**Work required:**
Rewrite every line of the entries below as a numbered list, omitting blank lines and leaving out the pictures.

**Data listing:**
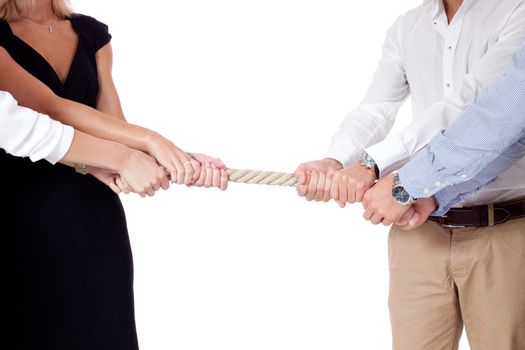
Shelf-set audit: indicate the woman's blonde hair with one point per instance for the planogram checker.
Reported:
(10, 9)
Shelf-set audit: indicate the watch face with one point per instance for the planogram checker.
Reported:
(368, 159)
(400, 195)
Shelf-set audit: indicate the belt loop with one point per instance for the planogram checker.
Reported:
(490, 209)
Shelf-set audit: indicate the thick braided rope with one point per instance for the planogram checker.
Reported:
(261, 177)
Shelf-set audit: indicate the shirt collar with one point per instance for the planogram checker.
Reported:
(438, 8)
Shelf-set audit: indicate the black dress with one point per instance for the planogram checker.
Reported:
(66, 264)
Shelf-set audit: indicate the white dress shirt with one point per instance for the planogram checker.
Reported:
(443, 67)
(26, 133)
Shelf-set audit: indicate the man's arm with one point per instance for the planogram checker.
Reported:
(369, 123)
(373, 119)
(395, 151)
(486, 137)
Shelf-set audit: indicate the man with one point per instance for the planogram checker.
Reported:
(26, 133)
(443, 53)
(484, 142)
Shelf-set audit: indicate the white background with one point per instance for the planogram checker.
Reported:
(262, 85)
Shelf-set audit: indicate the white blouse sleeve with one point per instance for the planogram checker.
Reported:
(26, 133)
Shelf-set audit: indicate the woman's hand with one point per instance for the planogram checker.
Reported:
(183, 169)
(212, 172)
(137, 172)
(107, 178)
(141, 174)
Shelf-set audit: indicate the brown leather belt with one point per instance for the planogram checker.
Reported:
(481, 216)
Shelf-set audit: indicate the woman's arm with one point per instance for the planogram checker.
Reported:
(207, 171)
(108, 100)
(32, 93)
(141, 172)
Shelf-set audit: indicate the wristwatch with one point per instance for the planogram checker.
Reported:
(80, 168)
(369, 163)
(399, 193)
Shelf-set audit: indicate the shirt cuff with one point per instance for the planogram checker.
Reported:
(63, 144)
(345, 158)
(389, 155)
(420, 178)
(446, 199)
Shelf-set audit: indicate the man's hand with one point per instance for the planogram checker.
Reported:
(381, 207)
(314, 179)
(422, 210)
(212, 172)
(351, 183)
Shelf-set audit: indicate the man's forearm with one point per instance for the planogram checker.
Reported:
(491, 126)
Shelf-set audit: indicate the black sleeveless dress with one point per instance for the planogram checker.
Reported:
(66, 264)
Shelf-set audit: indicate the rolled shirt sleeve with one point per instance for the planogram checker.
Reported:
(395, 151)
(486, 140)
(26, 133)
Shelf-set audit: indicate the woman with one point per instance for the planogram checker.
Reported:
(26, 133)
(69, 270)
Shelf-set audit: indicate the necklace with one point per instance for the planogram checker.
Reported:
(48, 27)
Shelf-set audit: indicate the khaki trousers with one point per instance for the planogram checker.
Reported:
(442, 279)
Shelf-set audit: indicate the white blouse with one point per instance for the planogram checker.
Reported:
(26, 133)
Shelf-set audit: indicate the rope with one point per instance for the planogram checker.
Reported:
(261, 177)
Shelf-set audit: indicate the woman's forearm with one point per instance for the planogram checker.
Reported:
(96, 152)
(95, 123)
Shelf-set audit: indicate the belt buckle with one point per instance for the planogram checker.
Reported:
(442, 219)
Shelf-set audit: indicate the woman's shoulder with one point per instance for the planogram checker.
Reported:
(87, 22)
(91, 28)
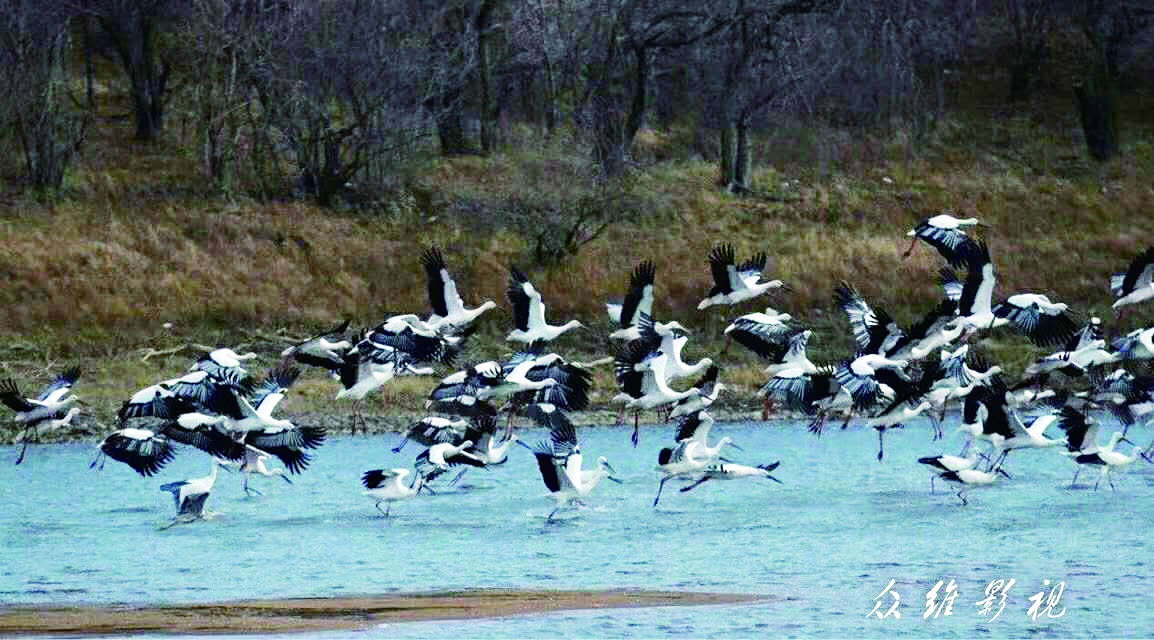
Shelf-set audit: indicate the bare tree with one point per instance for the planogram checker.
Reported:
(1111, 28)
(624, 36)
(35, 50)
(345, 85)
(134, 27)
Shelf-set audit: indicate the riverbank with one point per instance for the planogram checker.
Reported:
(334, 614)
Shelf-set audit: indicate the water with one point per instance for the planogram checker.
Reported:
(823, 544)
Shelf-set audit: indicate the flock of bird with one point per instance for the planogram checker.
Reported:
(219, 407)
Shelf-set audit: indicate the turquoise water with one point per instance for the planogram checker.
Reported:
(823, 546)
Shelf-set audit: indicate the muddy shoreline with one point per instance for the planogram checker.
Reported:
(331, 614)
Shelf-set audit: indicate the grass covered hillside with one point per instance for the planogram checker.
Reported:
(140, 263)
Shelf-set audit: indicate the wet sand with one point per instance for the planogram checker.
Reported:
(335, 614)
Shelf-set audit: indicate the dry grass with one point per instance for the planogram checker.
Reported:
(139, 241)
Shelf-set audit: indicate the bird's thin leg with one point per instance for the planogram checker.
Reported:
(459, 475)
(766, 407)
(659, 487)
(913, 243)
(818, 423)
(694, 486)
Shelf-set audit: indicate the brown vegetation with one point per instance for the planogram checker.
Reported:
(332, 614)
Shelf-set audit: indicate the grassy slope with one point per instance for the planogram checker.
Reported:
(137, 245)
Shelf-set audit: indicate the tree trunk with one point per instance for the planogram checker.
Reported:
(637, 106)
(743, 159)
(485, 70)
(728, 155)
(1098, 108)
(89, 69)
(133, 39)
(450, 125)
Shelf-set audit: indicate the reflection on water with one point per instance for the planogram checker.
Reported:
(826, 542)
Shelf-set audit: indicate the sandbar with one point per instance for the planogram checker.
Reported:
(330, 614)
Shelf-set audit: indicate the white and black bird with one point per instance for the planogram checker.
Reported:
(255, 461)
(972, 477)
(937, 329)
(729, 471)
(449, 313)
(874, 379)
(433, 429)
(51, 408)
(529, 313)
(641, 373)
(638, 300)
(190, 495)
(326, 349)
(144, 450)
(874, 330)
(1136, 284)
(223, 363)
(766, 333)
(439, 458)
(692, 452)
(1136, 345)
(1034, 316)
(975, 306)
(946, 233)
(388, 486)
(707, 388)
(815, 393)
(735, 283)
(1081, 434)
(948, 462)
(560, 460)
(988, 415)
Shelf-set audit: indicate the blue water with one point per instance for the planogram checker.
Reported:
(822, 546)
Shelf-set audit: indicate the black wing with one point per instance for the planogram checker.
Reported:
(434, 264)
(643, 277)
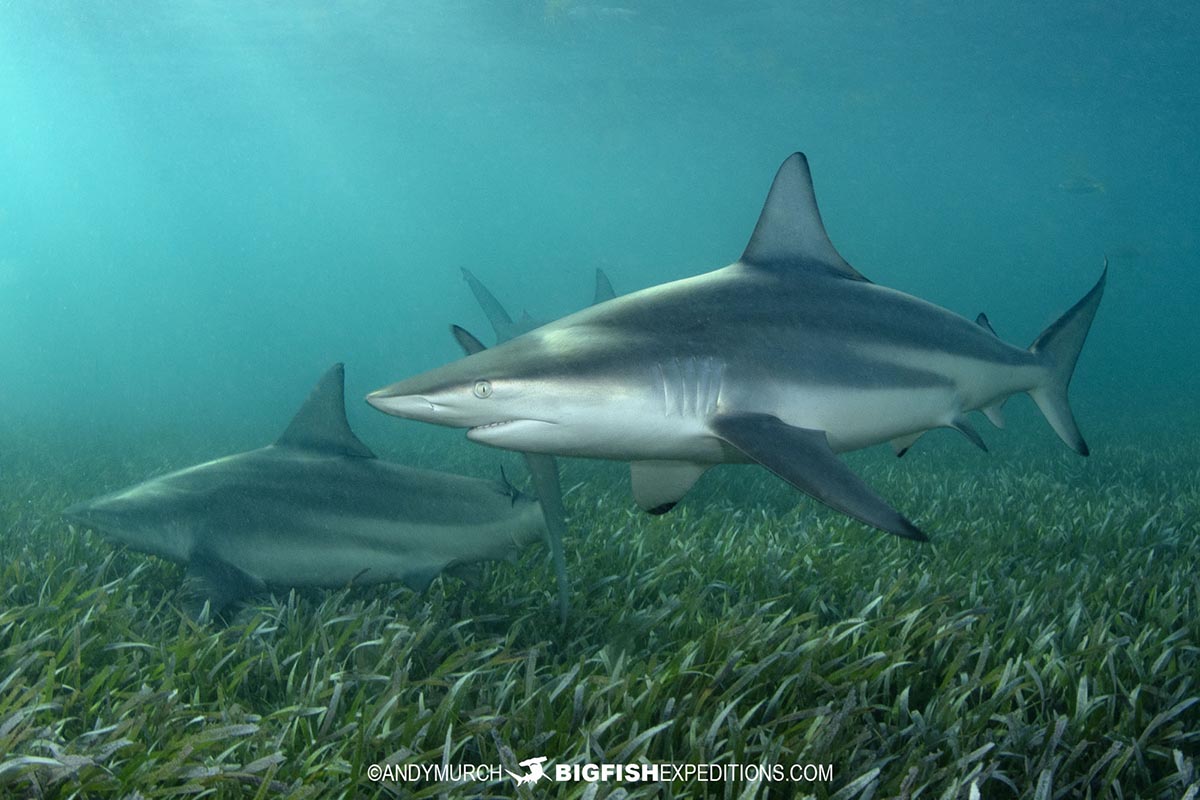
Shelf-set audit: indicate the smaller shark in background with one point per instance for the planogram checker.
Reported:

**Answer to the problem:**
1. Shelf-set audit: indicate the woman's blonde hair with one point per instance for the planogram checker.
2. Reported:
3. (10, 9)
4. Shelf-set audit: indicate the watch face with one point per instance for the planogram checker.
5. Reported:
6. (368, 159)
7. (400, 195)
8. Shelf-set audit: indicate the belt loop with one point per instance for the planogram checker.
9. Reported:
10. (490, 209)
11. Shelf-set audit: indicate the thick braided rope with one point per instance for the planogram checker.
12. Reported:
13. (261, 177)
14. Shelf-set audit: indicate the shirt collar with one point per instance for the planogram checker.
15. Reported:
16. (438, 8)
17. Shelf-set audit: indicate the black dress with one point per instance for the planogram checker.
18. Reported:
19. (66, 264)
20. Shelf-set audit: indicate the white dress shirt with one point per instance for the planogram checker.
21. Reported:
22. (443, 67)
23. (26, 133)
24. Shelf-set audit: indicate the man's arm with one point per instance for the planogram checker.
25. Reported:
26. (369, 123)
27. (373, 119)
28. (395, 151)
29. (486, 137)
30. Shelf-set audit: indicate the man with one point per instance for the planogram checker.
31. Reported:
32. (26, 133)
33. (443, 53)
34. (484, 142)
35. Shelf-set audit: indicate the white background with one point per instance for the planogram checker.
36. Reported:
37. (262, 85)
38. Shelf-set audit: indicate the white blouse sleeve with one point per instance for the planogram checker.
39. Reported:
40. (26, 133)
41. Shelf-set audit: indicate the woman's hand with one point per instance for the planogram checker.
42. Reported:
43. (183, 169)
44. (212, 172)
45. (137, 172)
46. (107, 178)
47. (141, 174)
48. Shelf-set audit: indicate the brown leather belt with one point per instance for the planogram checker.
49. Reported:
50. (481, 216)
51. Shelf-set audit: indicate the woman's arm with one point per instance for the planogram checker.
52. Reported:
53. (207, 171)
54. (108, 100)
55. (32, 93)
56. (141, 172)
57. Shelf-set audit: indicate the wristwatch with one point per instance for the planogram checker.
58. Reported:
59. (80, 168)
60. (369, 163)
61. (399, 193)
62. Shelf-set audit: indicate the shirt cuff with one point per instance for the planogram checker.
63. Reported:
64. (63, 144)
65. (345, 158)
66. (389, 155)
67. (420, 178)
68. (446, 199)
69. Shelf-set audit: indicate the man's hand with one point per instance for the planogram checker.
70. Reported:
71. (381, 207)
72. (314, 179)
73. (422, 210)
74. (212, 172)
75. (351, 183)
76. Shelf-set audit: indicate the man's forearm with one point per instance for the planogram checker.
77. Reported:
78. (491, 126)
79. Shelf-set audit: indicate the black sleeveless dress with one point per instance for the planogram checker.
80. Reported:
81. (66, 264)
82. Shelf-set audit: indicate the rolled shirt sleeve with one point per instance for the planogram checker.
83. Reported:
84. (395, 151)
85. (486, 140)
86. (26, 133)
87. Shelf-set audit: indicate the woman with one point per instance for the planogram checker.
88. Reported:
89. (26, 133)
90. (69, 270)
91. Shelf-set audit: indicate the necklace with one point per instance for the planogram checker.
92. Reported:
93. (48, 27)
94. Shelf-set audit: indicate the khaki trousers with one point per instance for the planogram checker.
95. Reported:
96. (442, 279)
97. Shelf-set audit: indicate the white blouse with one point per instance for the planogram checker.
98. Reported:
99. (26, 133)
100. Shelf-set audit: indicate the rope with one point per instance for the planogram checker.
101. Reported:
102. (261, 177)
103. Shelf-set audit: indicate the woman's forearm with one point per instance for the planogram checker.
104. Reported:
105. (96, 152)
106. (95, 123)
107. Shelf-set audit: indicate the belt buckle with one point per instance for the planogram checker.
108. Reported:
109. (442, 219)
110. Shelf-set audit: indicate the woman's shoulder with one point per instance for the planogram checker.
111. Reported:
112. (87, 22)
113. (91, 28)
114. Shelf-set audit: indicate the bare tree with one point per instance for the planogram checker.
115. Reported:
116. (1111, 28)
117. (624, 36)
118. (35, 50)
119. (345, 85)
120. (134, 27)
121. Shelf-set audit: indicate the riverbank with one point per instance for the planogram checker.
122. Reported:
123. (334, 614)
124. Shelf-set audit: indicate the water with one point per instance for the planogram checker.
125. Reported:
126. (823, 544)
127. Shelf-set audit: indicate the flock of bird with one point per instance for the planogram checker.
128. Reported:
129. (219, 407)
130. Shelf-set audit: indicate the turquoise water with one point per instance for the planogram checker.
131. Reported:
132. (823, 546)
133. Shelf-set audit: indicate the muddy shoreline with one point per instance for the planogram checker.
134. Reported:
135. (331, 614)
136. Shelf-set audit: indicate the grass covered hillside with one point per instance for the planogram checker.
137. Reported:
138. (140, 263)
139. Shelf-set audit: indicate the wet sand with one point per instance for the planogram checker.
140. Reported:
141. (335, 614)
142. Shelf-set audit: indicate the dry grass with one point per instance for the planogram checker.
143. Reported:
144. (139, 241)
145. Shelf-set audit: indicate the bird's thin leg with one point per instance for the planogram checker.
146. Reported:
147. (459, 475)
148. (766, 407)
149. (659, 487)
150. (913, 243)
151. (818, 423)
152. (694, 486)
153. Shelf-set audit: indicate the brown vegetation with one point per instance for the planogram checker.
154. Reported:
155. (332, 614)
156. Shelf-set audit: indicate the grassy slope with one point per instance for the planogram checker.
157. Reported:
158. (137, 245)
159. Shelf-set audit: indicate the tree trunk with one point per instance for the planogram checker.
160. Reported:
161. (637, 106)
162. (743, 159)
163. (485, 70)
164. (728, 155)
165. (1098, 108)
166. (89, 69)
167. (133, 39)
168. (450, 125)
169. Shelf-set audit: indicate the reflection on water with one point per instance for the planogram checker.
170. Reported:
171. (826, 542)
172. Shelf-set audit: indicate the sandbar with one point per instance for the planogram checker.
173. Reported:
174. (330, 614)
175. Shelf-set audit: indicate the white and black bird with one point per instance for the planogram checker.
176. Reported:
177. (255, 461)
178. (972, 477)
179. (937, 329)
180. (729, 471)
181. (449, 313)
182. (874, 379)
183. (433, 429)
184. (51, 408)
185. (529, 313)
186. (641, 373)
187. (638, 300)
188. (190, 495)
189. (326, 349)
190. (144, 450)
191. (874, 330)
192. (1136, 284)
193. (223, 363)
194. (766, 333)
195. (439, 458)
196. (692, 452)
197. (1136, 345)
198. (1034, 316)
199. (975, 306)
200. (946, 233)
201. (388, 486)
202. (707, 388)
203. (815, 393)
204. (735, 283)
205. (1081, 434)
206. (948, 462)
207. (560, 460)
208. (988, 415)
209. Shelf-set audit: indicate the blue water with one point per instance for the planogram checker.
210. Reported:
211. (822, 546)
212. Shelf-set audit: indicate the black wing with one point per instance for the planogram checker.
213. Reported:
214. (434, 264)
215. (643, 277)
216. Shelf-set audit: indicate the smaller shark in background with one point per instance for the planogram checker.
217. Reported:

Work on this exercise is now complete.